Brano del documento:
——

La richiesta di specialisti in sicurezza informatica – in continuo aumento – trova oggi risposta nell’ambito formativo di vari atenei in Italia e già da alcuni anni, tuttavia ancora non del tutto sufficiente per soddisfare il fabbisogno di esperti di importanza strategica per il Paese. Sebbene la richiesta di professionisti sia cresciuta in modo esponenziale negli ultimi venti anni, dato il gap di ritardo italiano, spesso le aziende e le amministrazioni devono far ricorso a servizi esterni: la sfida è quella di trasformare digitalmente la propria economia, laddove si fatica ad innovare e restare competitivi a livello europeo e globale.
Il corso va a completare un’offerta già ricca dell’Ateneo con il corso di Laurea Specialistica in Ingegneria della Sicurezza dei Dati e delle Comunicazioni e il Dottorato in Information Engineering, rappresentando un’opportunità da non perdere per i giovani che si avviano verso le professioni del futuro, già presente e che ci chiama a gran voce.
Il nuovo Corso di Laurea – ad accesso libero – sarà coordinato dal Prof. Luigi Romano, pro-rettore per le Tecnologie Informatiche dell’Ateneo, che Red Hot Cyber ha intervistato per comprendere l’offerta formativa (il cui piano di studi è scaricabile dal sito del corso di laurea), ma soprattutto evidenziare la solida preparazione e organizzazione della Laurea Triennale in sicurezza informatica che conta più di 130 convenzioni con aziende tecnologiche.
Tutto quello che volevate sapere sulla Laurea in Sicurezza informatica: intervista al Prof. Luigi Romano
RCH: Grazie Prof. Luigi Romano e grazie per aver accettato l’intervista con Red Hot Cyber, la nostra rivista si occupa di sicurezza informatica e teniamo particolarmente alla divulgazione di temi incentrati sulla sicurezza informatica ad un numero sempre crescente di persone. E’ chiara la necessità di esperti qualificati nel panorama cyber italiano, e riteniamo l’inaugurazione della laurea triennale in sicurezza informatica un’ottima idea. Quello che ci chiediamo soprattutto è se i giovani stanno rispondendo volentieri alla “chiamata” che è anche la chiamata del loro paese.

——

Dati di origine:
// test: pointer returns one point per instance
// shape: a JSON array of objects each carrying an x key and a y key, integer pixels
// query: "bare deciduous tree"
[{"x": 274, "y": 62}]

——

Esercizio assegnato 1: Secondo il brano sulla laurea in sicurezza informatica, chi coordinerà il nuovo corso di laurea?
Esercizio assegnato 2: Ripeti parola per parola il tratto del brano che comincia con le parole contenenti "Il corso va" e termina con "a gran voce.".
Il materiale qui non conta nulla.

Risposta all'esercizio 1: Il Prof. Luigi Romano, pro-rettore per le Tecnologie Informatiche dell'Ateneo.

Risposta all'esercizio 2:
Il corso va a completare un’offerta già ricca dell’Ateneo con il corso di Laurea Specialistica in Ingegneria della Sicurezza dei Dati e delle Comunicazioni e il Dottorato in Information Engineering, rappresentando un’opportunità da non perdere per i giovani che si avviano verso le professioni del futuro, già presente e che ci chiama a gran voce.